- Work item
Please reproduce all the data exactly as written and omit the pictures.

*** The input ***

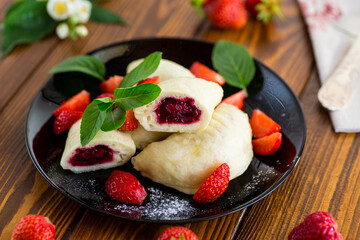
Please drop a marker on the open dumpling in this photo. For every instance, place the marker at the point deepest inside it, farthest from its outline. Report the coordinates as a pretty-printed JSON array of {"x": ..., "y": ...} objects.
[{"x": 185, "y": 160}]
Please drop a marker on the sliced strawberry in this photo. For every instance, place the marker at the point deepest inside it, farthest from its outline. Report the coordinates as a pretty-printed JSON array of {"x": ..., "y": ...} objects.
[
  {"x": 201, "y": 71},
  {"x": 236, "y": 99},
  {"x": 267, "y": 145},
  {"x": 214, "y": 186},
  {"x": 109, "y": 85},
  {"x": 176, "y": 233},
  {"x": 154, "y": 80},
  {"x": 65, "y": 120},
  {"x": 77, "y": 102},
  {"x": 34, "y": 227},
  {"x": 125, "y": 188},
  {"x": 262, "y": 125},
  {"x": 130, "y": 123}
]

*** End of The input ***

- Solution for this exercise
Please drop a marker on the open dumpling in this photo. For every instance, place the marker at the point deepest inside it, farthest from its outline. Report the coordinates as a pretty-printed JSON array of {"x": ..., "y": ...} objects.
[{"x": 185, "y": 160}]
Please drop a marker on the sliced strawberry in this photo. For every instance, place the marker at the point deepest inside it, farthest from its outline. Report the coordinates as a pretty-printed JSON array of {"x": ..., "y": ...} objects.
[
  {"x": 201, "y": 71},
  {"x": 236, "y": 99},
  {"x": 267, "y": 145},
  {"x": 214, "y": 186},
  {"x": 109, "y": 85},
  {"x": 176, "y": 233},
  {"x": 154, "y": 80},
  {"x": 65, "y": 120},
  {"x": 77, "y": 102},
  {"x": 34, "y": 227},
  {"x": 125, "y": 188},
  {"x": 262, "y": 125},
  {"x": 130, "y": 123}
]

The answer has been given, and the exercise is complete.